= Task directions =
Transcribe the data below verbatim from the line with "what's up, so basically i need bounding boxes for any winter" to the line with "helmet you see in this pic". Include both of those lines.

= Dataset excerpts =
-*-*-

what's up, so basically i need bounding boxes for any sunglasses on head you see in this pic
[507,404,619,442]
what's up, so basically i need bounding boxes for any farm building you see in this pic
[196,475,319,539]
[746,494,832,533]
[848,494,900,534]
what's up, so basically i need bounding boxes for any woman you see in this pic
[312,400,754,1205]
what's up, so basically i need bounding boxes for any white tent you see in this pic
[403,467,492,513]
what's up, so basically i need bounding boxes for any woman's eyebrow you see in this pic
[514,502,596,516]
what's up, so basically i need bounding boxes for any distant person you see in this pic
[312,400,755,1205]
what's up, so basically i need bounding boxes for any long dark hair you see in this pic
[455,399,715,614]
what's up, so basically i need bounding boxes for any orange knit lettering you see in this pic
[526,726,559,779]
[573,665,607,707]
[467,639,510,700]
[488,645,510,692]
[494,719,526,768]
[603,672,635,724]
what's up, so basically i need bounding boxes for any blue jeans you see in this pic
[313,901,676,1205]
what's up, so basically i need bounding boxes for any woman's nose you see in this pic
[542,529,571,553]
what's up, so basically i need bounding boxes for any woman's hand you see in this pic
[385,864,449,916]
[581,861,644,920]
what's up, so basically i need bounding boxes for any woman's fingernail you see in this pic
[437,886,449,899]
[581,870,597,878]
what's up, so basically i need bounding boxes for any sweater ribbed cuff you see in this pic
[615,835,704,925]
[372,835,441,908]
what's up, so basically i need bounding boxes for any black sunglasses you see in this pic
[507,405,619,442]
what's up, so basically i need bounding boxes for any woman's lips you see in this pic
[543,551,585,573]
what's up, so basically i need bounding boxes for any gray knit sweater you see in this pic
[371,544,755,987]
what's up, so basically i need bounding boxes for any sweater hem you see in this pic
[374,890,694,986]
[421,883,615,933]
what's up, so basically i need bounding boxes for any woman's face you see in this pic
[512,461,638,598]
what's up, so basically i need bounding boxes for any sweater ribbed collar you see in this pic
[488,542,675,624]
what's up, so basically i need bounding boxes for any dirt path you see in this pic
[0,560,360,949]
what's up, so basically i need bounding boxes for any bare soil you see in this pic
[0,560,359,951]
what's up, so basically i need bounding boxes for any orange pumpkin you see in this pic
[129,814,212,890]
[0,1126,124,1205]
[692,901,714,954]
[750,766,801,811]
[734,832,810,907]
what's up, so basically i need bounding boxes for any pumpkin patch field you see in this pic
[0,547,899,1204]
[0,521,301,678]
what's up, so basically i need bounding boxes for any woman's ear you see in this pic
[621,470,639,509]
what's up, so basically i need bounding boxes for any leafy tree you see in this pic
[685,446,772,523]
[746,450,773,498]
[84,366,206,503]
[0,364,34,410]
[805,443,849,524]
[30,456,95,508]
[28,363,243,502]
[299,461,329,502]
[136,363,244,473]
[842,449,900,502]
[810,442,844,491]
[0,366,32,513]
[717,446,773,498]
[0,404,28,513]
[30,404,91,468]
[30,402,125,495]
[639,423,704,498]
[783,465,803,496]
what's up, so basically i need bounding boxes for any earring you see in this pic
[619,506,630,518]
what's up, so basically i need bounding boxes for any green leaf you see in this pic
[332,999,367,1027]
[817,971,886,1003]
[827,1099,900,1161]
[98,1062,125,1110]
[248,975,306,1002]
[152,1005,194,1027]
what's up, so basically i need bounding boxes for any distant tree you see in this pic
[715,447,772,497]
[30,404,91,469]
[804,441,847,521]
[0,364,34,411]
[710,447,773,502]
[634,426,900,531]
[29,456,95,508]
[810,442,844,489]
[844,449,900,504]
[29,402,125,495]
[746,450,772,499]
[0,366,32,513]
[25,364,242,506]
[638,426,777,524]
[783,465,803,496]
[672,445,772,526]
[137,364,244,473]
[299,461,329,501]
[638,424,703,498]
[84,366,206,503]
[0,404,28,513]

-*-*-

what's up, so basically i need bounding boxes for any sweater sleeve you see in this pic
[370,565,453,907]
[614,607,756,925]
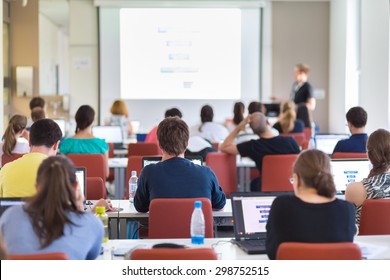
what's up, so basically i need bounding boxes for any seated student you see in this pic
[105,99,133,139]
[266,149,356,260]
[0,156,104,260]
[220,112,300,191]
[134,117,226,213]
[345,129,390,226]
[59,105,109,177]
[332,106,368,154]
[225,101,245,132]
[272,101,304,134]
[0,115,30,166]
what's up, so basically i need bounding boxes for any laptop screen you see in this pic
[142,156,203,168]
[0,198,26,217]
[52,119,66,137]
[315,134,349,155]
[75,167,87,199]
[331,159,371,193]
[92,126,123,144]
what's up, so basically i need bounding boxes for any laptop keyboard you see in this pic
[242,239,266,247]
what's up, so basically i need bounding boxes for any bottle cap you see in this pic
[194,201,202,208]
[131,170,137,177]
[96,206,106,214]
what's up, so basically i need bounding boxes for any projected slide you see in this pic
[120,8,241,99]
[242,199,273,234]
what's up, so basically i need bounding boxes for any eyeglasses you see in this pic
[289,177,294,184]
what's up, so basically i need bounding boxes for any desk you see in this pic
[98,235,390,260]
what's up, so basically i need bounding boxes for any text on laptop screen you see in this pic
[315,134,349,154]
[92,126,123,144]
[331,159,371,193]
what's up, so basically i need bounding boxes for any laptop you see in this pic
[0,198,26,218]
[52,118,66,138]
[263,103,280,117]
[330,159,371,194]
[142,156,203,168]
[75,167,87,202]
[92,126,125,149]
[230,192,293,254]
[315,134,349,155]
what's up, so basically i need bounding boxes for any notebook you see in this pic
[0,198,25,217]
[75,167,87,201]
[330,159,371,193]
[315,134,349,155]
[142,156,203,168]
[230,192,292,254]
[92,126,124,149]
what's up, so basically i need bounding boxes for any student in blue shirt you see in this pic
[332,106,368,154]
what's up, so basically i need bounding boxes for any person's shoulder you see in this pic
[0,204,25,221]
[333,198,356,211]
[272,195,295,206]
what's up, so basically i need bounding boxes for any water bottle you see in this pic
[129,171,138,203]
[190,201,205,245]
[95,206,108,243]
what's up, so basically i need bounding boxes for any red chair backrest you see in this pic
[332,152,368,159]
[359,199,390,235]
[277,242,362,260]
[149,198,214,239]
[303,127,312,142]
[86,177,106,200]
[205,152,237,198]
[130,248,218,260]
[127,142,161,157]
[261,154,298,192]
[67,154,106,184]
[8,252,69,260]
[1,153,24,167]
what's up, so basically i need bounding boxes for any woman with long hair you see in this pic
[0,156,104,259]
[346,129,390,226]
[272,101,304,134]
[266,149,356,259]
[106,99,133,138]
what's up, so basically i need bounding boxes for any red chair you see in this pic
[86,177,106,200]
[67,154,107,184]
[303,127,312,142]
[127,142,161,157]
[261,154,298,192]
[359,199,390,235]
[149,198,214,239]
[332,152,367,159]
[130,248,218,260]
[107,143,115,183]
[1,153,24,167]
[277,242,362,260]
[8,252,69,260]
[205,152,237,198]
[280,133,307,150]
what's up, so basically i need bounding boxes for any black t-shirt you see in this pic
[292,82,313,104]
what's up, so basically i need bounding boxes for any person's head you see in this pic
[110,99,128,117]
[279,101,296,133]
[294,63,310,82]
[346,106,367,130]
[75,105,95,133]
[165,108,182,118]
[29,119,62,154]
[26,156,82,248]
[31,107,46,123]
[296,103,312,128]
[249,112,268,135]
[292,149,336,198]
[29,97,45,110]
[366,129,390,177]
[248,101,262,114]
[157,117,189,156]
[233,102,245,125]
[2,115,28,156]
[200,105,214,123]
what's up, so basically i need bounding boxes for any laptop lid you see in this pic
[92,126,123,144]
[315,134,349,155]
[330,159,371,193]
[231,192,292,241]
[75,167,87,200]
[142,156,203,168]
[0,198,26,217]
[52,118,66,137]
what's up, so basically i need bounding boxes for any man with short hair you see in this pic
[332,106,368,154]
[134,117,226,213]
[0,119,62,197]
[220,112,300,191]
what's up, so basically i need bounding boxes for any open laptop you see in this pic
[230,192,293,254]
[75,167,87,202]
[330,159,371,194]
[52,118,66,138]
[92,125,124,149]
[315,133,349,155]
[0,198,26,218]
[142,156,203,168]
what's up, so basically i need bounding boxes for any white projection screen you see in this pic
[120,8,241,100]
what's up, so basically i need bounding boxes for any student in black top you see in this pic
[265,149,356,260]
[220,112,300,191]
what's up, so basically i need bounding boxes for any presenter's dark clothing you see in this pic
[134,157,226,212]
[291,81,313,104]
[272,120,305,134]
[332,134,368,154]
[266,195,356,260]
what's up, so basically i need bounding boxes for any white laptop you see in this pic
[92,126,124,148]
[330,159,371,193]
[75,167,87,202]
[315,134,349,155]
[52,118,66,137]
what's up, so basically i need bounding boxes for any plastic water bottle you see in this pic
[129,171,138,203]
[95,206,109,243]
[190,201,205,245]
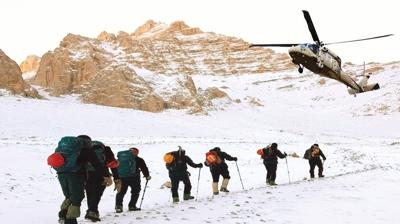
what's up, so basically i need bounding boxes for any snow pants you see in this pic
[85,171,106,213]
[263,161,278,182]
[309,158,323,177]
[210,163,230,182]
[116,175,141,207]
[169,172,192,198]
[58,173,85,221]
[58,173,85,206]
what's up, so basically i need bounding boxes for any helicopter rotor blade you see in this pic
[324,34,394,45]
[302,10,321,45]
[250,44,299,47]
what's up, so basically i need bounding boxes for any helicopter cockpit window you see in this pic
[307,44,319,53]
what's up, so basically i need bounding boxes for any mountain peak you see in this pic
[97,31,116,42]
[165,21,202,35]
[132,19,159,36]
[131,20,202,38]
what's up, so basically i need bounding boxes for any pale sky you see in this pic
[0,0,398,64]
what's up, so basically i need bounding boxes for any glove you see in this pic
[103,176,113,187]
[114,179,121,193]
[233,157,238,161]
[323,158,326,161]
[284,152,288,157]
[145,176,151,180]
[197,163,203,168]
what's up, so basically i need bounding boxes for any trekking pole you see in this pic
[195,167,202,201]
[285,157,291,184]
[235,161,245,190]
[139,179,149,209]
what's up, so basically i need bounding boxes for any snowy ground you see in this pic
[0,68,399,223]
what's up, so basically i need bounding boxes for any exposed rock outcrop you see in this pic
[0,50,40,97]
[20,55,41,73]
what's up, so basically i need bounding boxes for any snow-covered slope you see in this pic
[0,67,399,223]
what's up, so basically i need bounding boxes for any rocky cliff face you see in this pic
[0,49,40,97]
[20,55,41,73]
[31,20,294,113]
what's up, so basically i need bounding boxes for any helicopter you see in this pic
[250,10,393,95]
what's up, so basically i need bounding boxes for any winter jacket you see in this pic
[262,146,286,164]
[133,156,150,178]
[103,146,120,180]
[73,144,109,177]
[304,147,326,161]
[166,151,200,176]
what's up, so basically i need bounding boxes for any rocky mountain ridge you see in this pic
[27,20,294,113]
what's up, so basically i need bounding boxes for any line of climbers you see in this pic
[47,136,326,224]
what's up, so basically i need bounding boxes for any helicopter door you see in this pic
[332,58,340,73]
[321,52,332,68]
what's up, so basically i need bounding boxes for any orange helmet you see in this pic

-*-*-

= Output below =
what's up, so basically i need bounding boxes for any winter jacket you see in this pic
[262,146,286,164]
[133,156,150,178]
[103,146,120,180]
[73,144,109,177]
[304,147,326,161]
[166,151,200,176]
what's up, so basically i need bounding boxes for any rocky mountain ridge you see in this pic
[27,20,294,113]
what's up, so basically i need bounding boxes for any line of climbers you see in this pic
[47,136,326,224]
what's up, so basically i need bounding boxes for any helicopter door you see in this pic
[332,58,340,73]
[321,52,332,68]
what's up, so basically i need bounding boxes for any orange helmet you see in this pic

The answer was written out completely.